══ BRANO DI PARTENZA ══

L’elezione di Giorgia Meloni a presidente del gruppo dei Conservatori e Riformisti Europei (Ecr) è una svolta che va valorizzata. Ecco perché e qual è il manifesto programmatico di Ecr. L'analisi di Gianfranco Polillo

Ottima notizia. L’elezione di Giorgia Meloni a presidente del gruppo dei Conservatori e Riformisti Europei (Ecr) è una svolta che va valorizzata. Nel Parlamento europeo quella formazione è costituita da 62 deputati e rappresenta la terza forza dello schieramento parlamentare, dopo il Partito popolare ed i socialisti dell’Alleanza Progressista dei Socialisti e dei Democratici. Nel gruppo sono rappresentati 14 Paesi. Il suo baricentro (27 deputati) è dato dai rappresentanti della Polonia. Subito dopo viene Fratelli d’Italia (6 deputati) e Vox (Spagna) con 4 membri.

═══
══ VOCI ══

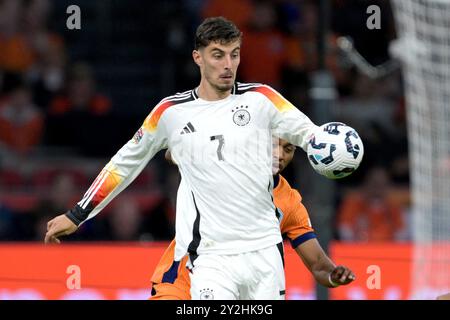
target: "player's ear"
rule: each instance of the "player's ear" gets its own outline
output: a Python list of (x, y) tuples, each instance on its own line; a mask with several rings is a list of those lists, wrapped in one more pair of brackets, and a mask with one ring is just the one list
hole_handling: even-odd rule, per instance
[(194, 59), (196, 65), (198, 65), (199, 67), (202, 65), (202, 55), (200, 54), (200, 51), (192, 51), (192, 58)]

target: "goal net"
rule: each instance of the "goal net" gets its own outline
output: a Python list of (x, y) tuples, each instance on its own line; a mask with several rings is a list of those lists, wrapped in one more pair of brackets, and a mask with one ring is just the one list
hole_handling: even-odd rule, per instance
[(412, 191), (411, 299), (450, 292), (450, 0), (392, 0)]

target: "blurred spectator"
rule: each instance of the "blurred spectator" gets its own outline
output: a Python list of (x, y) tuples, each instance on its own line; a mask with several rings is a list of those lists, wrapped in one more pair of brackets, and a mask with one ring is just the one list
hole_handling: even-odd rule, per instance
[(108, 133), (113, 129), (108, 124), (110, 111), (111, 101), (97, 92), (91, 68), (76, 64), (66, 93), (50, 104), (46, 143), (69, 147), (86, 156), (102, 154), (98, 139), (108, 144)]
[(254, 3), (251, 20), (244, 29), (239, 74), (244, 82), (262, 82), (276, 88), (281, 86), (284, 68), (301, 69), (304, 54), (294, 37), (276, 28), (275, 7), (269, 1)]
[(19, 85), (0, 102), (0, 142), (19, 155), (27, 154), (42, 137), (44, 117), (33, 104), (31, 92)]
[(361, 191), (347, 194), (338, 215), (343, 241), (395, 241), (405, 239), (401, 208), (390, 197), (392, 185), (387, 171), (374, 167), (365, 177)]
[(167, 196), (162, 196), (157, 205), (146, 212), (144, 226), (152, 240), (171, 240), (175, 236), (175, 207)]
[(14, 233), (14, 215), (0, 202), (0, 241), (12, 240)]
[(142, 231), (142, 212), (131, 196), (121, 197), (108, 214), (110, 240), (137, 241), (148, 239)]
[(44, 108), (63, 88), (66, 63), (62, 37), (47, 28), (49, 11), (48, 0), (32, 0), (28, 2), (24, 13), (24, 33), (36, 56), (27, 78), (32, 84), (36, 104)]
[(111, 101), (97, 92), (92, 69), (87, 64), (78, 63), (71, 70), (67, 93), (52, 101), (49, 113), (102, 116), (110, 110)]
[(23, 2), (0, 0), (0, 69), (23, 73), (35, 62), (31, 44), (21, 32)]
[(252, 0), (207, 0), (202, 10), (202, 16), (204, 18), (222, 16), (233, 21), (242, 30), (247, 26), (252, 11)]

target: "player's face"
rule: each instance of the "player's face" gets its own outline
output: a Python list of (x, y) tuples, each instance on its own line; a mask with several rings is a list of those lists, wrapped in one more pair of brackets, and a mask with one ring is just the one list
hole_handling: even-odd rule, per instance
[[(274, 150), (276, 157), (275, 159), (276, 164), (278, 165), (278, 171), (277, 174), (284, 170), (284, 168), (287, 167), (287, 165), (292, 161), (292, 158), (294, 158), (296, 147), (287, 142), (286, 140), (279, 139), (278, 148)], [(275, 170), (276, 171), (276, 170)]]
[(227, 44), (211, 42), (207, 47), (194, 51), (194, 60), (200, 67), (202, 80), (219, 92), (229, 91), (236, 80), (241, 60), (241, 40)]

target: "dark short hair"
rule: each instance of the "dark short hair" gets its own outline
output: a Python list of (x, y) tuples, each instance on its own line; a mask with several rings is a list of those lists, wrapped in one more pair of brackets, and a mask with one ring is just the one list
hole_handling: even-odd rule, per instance
[(195, 33), (195, 50), (207, 47), (211, 42), (227, 44), (242, 38), (242, 32), (224, 17), (206, 18)]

═══

◆ **COMPITO 1**: Le affermazioni seguenti concordano con il brano sull'elezione di Giorgia Meloni? Per ciascuna rispondi sì o no e cita alla lettera le parole del brano che lo stabiliscono. (a) Il gruppo Ecr conta 62 deputati nel Parlamento europeo. (b) Nel gruppo Ecr sono rappresentati 27 Paesi. (c) Vox ha più deputati di Fratelli d'Italia.
◆ **COMPITO 2**: Aggiorna il brano sull'elezione di Giorgia Meloni riscrivendo tutto da "Ottima notizia. L’elezione" giù fino a "con 4 membri.", con "baricentro" sostituito da "nucleo".

◆ **RISPOSTA COMPLETA 1**:
(a) Sì: "quella formazione è costituita da 62 deputati".
(b) No: "Nel gruppo sono rappresentati 14 Paesi".
(c) No: "Fratelli d’Italia (6 deputati) e Vox (Spagna) con 4 membri".

◆ **RISPOSTA COMPLETA 2**:
Ottima notizia. L’elezione di Giorgia Meloni a presidente del gruppo dei Conservatori e Riformisti Europei (Ecr) è una svolta che va valorizzata. Nel Parlamento europeo quella formazione è costituita da 62 deputati e rappresenta la terza forza dello schieramento parlamentare, dopo il Partito popolare ed i socialisti dell’Alleanza Progressista dei Socialisti e dei Democratici. Nel gruppo sono rappresentati 14 Paesi. Il suo nucleo (27 deputati) è dato dai rappresentanti della Polonia. Subito dopo viene Fratelli d’Italia (6 deputati) e Vox (Spagna) con 4 membri.